**REQUIREMENT**.
Return every entry exactly.

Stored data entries
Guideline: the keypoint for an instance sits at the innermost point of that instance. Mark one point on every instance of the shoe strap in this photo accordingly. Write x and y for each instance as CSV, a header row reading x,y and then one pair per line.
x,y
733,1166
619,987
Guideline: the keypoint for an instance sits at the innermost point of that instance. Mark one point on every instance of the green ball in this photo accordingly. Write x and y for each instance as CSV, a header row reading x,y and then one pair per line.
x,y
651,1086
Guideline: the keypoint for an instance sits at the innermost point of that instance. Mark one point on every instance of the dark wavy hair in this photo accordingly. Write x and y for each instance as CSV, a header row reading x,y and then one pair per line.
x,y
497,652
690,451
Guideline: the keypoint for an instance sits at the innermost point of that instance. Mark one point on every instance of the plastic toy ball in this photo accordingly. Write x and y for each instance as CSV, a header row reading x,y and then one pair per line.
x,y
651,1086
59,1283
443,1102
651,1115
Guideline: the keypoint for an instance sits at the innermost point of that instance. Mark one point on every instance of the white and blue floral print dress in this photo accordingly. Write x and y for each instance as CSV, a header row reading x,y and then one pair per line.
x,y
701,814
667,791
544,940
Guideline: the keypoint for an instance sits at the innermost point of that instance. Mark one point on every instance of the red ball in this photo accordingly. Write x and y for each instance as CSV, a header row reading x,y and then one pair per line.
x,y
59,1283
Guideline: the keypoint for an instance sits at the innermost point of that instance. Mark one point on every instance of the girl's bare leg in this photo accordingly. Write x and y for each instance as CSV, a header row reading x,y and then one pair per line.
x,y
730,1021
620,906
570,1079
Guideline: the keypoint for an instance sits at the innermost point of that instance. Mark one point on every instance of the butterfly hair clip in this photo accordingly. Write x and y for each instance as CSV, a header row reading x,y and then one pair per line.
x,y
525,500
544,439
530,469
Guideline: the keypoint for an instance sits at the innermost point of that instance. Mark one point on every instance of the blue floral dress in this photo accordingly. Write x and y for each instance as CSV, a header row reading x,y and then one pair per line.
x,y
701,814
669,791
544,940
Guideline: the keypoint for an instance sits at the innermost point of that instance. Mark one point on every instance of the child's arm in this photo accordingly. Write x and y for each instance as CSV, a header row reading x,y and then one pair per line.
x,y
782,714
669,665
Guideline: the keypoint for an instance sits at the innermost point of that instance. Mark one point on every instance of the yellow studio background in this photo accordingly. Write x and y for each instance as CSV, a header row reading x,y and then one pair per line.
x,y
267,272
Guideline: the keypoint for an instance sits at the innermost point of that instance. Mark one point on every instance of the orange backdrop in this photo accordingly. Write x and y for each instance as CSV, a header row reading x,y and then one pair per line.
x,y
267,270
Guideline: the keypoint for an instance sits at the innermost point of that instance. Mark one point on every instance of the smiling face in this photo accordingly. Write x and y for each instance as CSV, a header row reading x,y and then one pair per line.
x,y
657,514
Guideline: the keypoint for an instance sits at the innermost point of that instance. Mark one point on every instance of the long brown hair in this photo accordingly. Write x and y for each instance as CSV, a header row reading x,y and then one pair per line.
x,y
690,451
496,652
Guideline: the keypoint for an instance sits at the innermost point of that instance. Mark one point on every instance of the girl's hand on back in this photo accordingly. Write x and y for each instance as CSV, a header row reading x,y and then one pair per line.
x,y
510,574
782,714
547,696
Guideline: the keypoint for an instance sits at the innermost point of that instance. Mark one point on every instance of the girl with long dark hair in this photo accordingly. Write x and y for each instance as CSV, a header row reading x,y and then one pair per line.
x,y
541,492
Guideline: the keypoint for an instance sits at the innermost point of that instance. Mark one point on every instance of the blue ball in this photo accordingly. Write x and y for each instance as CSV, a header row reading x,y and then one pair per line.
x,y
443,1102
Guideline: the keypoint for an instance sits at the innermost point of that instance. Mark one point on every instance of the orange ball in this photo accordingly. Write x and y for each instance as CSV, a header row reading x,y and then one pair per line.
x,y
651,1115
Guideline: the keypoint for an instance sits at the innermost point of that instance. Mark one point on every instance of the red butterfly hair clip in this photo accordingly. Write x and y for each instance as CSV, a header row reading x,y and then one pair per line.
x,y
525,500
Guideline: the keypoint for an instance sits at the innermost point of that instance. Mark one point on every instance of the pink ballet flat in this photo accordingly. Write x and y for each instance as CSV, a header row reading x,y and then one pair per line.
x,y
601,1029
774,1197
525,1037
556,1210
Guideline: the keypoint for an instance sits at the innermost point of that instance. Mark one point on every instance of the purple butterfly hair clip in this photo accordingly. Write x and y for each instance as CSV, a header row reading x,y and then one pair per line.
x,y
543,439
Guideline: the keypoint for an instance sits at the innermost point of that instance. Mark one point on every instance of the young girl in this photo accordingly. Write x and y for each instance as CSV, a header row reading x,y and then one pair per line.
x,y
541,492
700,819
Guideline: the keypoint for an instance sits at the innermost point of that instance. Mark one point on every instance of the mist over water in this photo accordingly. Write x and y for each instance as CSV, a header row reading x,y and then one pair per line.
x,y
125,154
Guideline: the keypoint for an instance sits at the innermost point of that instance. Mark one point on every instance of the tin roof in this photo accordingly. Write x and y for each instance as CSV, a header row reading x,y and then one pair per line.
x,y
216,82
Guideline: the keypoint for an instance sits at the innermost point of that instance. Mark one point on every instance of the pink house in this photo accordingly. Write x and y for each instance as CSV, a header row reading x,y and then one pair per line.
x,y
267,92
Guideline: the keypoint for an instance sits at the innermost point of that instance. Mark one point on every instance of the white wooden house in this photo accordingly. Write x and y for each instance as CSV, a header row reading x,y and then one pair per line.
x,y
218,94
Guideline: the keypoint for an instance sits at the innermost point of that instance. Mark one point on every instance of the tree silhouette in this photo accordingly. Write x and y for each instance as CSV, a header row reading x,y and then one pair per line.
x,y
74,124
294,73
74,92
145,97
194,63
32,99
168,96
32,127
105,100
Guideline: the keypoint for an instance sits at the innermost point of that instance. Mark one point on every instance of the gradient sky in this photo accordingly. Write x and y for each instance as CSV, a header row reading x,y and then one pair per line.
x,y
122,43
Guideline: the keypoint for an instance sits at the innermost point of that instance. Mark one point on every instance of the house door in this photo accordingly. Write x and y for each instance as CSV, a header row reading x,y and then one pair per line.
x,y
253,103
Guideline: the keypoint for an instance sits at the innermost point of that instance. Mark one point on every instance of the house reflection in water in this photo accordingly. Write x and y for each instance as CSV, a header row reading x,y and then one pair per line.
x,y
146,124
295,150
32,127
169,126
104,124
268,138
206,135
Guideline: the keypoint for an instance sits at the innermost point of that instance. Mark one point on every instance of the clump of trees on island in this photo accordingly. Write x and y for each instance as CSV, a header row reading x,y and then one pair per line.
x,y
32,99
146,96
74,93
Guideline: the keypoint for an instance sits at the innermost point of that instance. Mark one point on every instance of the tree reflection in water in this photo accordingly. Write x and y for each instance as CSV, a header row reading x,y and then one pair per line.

**SOLUTION TO THIS EXERCISE**.
Guideline: the keypoint for an instance sits at the innermost point of that instance. Mark one point on every instance of the shoe strap in this photo accordingly. Write x and y for each instance as CSV, a header row reading x,y and then one pair per line.
x,y
733,1166
619,987
Guideline: the keypoint for an instance sits at the innermost point of that instance. Mark one point on every instance of the green ball in this photo accordingly. Write x and y for each instance as CSV, a header row reading x,y and then one pair per line.
x,y
651,1086
Guideline: the keypoint for an instance sits at the innermost point of that instance. Mark one point on every instance of the dark wavy hair in this photo accordingly. Write x and y for each instance as CSV, a header row reading x,y and then one pair per line.
x,y
497,652
690,451
Guideline: the keypoint for an instance sits at the innermost point of that instance. Mark one point on every instance of the plastic toy ball in this photo accordingly. Write x and y for each instance as CSV, a header row reading x,y and then one pair per line.
x,y
651,1086
59,1283
443,1102
651,1115
Guideline: the keypoint for an instance sits at the innermost point of that instance. Mark one point on every instance of the white and blue floral print dress in this photo accordingly. Write x and y for each instance as CSV, a header row reading x,y and then one pair per line.
x,y
701,814
667,791
544,940
Guideline: the keypoint for an instance sits at the innermost point of that instance. Mark one point on every instance of the red ball in this photo accordingly. Write x and y for each instance as CSV, a header row reading x,y and then one pair per line.
x,y
59,1283
Guideline: the keypoint for an instance sits at the innermost point of that instance. Mark one point on every instance of the girl's bare leg in this photo accordingly. Write x and y for each instance as CSV, a header row reading x,y and then one pair per line.
x,y
730,1021
620,906
570,1079
Guideline: the keypoint for an instance sits at the innermost point of that instance. Mark one point on every instance of the butterfly hair clip in this photo accordingly. Write x and y for each instance as CSV, a header row reading x,y and then one pair per line.
x,y
525,500
544,439
530,469
Guideline: the keypoint for an instance sits at the innermost point of that instance. Mark one point on every instance of the blue floral dress in this photo accordingly. Write x and y for each instance as CSV, a header row reading x,y and then one pair per line.
x,y
701,814
669,791
544,940
Guideline: the keypoint for an instance sits at the innermost point of that instance. Mark one point on every instance of the child's arm in this photo accordingly. Write x and y for each instance as CSV, a header row reading x,y and then one pair per line.
x,y
782,714
669,665
Guideline: the keypoint for an instance sits at the innermost point of that instance. Mark one point on every instance of the yellow studio background in this photo accordingly. Write x and y for each instance as CSV, a header row reading x,y and then one pair per line.
x,y
267,272
Guideline: the keypoint for an instance sits at the innermost point of that instance. Mark one point on every instance of the orange backdrop in this photo accordingly. Write x and y for each instance as CSV, a header row reading x,y and then one pair per line.
x,y
267,270
Guideline: the keypoint for an instance sits at the innermost point of that instance. Mark one point on every instance of the smiling face in this photo accordingly. Write x and y for each instance as CSV, a header row reading x,y and then one pair per line.
x,y
657,514
Guideline: the keypoint for an instance sits at the innermost point of that instance. Mark one point on every instance of the long brown hair in this photo accordingly. Write x and y for each instance as CSV, a header row reading x,y and then one pair per line.
x,y
690,451
496,652
Guideline: the keypoint for an instance sits at the innermost point of that instance. Mark one point on every instance of the girl's hand on back in this photo accordingly. Write x and y for each instance as CSV, a header row reading x,y and then one pair per line.
x,y
510,574
782,714
547,696
Guideline: the keypoint for an instance sits at the innermost point of that instance. Mark one point on every instance of the girl with long dark hair in this photo accordingly. Write x and y for each instance as CSV, a header row reading x,y and then one pair per line.
x,y
541,492
Guideline: the keypoint for an instance sits at the innermost point of that instance. Mark one point on every instance of the blue ball in this photo accordingly. Write x and y for each instance as CSV, a header row reading x,y and then one pair per line.
x,y
443,1102
Guideline: the keypoint for an instance sits at the innermost point of that instance. Mark one point on every instance of the orange ball in this photo accordingly. Write x and y for each instance as CSV, a header row reading x,y and then one pair per line.
x,y
651,1115
Guideline: the keypoint for an instance sits at the innermost point of that instance. Mark one point on every instance of the red butterfly hair clip in this photo accordingly. Write x and y for each instance as CSV, a header row reading x,y and then one pair per line.
x,y
525,500
Guideline: the keypoint for an instance sits at the innermost point of that instance. Mark one point on every instance of the pink ballet flat in this photo accordingly. Write x and y for each instance as CSV, a header row reading x,y and then one pair per line.
x,y
601,1029
774,1197
525,1037
556,1210
Guideline: the keypoint for an instance sits at the innermost point of that instance. Mark one point on every instance of the purple butterfly hair clip in this photo accordingly. Write x and y for each instance as CSV, a header row reading x,y and then one pair per line.
x,y
543,439
Guideline: the keypoint for an instance sits at the innermost point of that instance. Mark one point on every instance of the young girl in this photo accordingly. Write x and y for each instance as CSV, a header row reading x,y and then one pair per line.
x,y
541,492
700,819
Guideline: the keypoint for an instance sits at the innermost point of that instance. Mark one point on every instance of the mist over water in this photo accordingly. Write x and y for each instance as CSV, a header row reading x,y and then one pair per line.
x,y
125,154
Guideline: the keypoint for an instance sits at the innermost point of that instance. Mark one point on every instance of the tin roof in this photo accordingly. Write x and y for each instance as CSV, a header row reading x,y and then one pair per line.
x,y
216,82
Guideline: the keypoint for an instance sits at the innermost point of that instance. Mark one point on every instance of the pink house in this photo accordingly. Write x and y for each instance as CSV, a header row reading x,y and then one pair per line.
x,y
267,92
Guideline: the keypoint for an instance sits at the innermost point of that instance. Mark one point on every instance of the white wooden house in this photo accordingly. Write x and y for each instance as CSV, a header row reading x,y and then one pair per line.
x,y
218,94
Guideline: the keypoint for an instance sits at the innermost point of that instance. Mark one point on every instance of the tree silhouette in this photo accordingly. Write x and y for each instance as CSV, a header row reading x,y and then one pair per line.
x,y
74,124
294,73
74,92
145,97
194,63
32,99
168,96
32,127
105,100
Guideline: the keypoint for an instance sits at the innermost point of that instance. Mark one point on every instance of the gradient sky in this photo accordingly. Write x and y for each instance as CSV, a header row reading x,y and then one pair per line.
x,y
122,43
Guideline: the keypoint for an instance sits at the innermost point of that instance. Mark one point on every instance of the house door in this photo accordingly. Write x and y for each instance as CSV, a header row reading x,y and then one pair per line.
x,y
253,103
Guideline: the keypoint for an instance sits at the innermost point of that instance. Mark one point on every instance of the house reflection in water in this photo accordingly. Write x and y for each instance as CSV, a header row reading x,y and then one pair per line.
x,y
146,124
295,150
32,127
169,126
104,124
268,138
206,135
Guideline: the keypoint for an instance sits at the innermost point of that instance. Mark one point on every instance of the clump of trees on island in this photo accordingly. Write x and y for each instance as CSV, a header row reading x,y and then one pair per line.
x,y
32,99
146,96
74,93
Guideline: the keypoint for an instance sits at the innermost point of that instance. Mark one point on every instance of the tree reflection in water in this photo accordingly. Write x and y for each instance as CSV, a header row reading x,y and then one pair per line.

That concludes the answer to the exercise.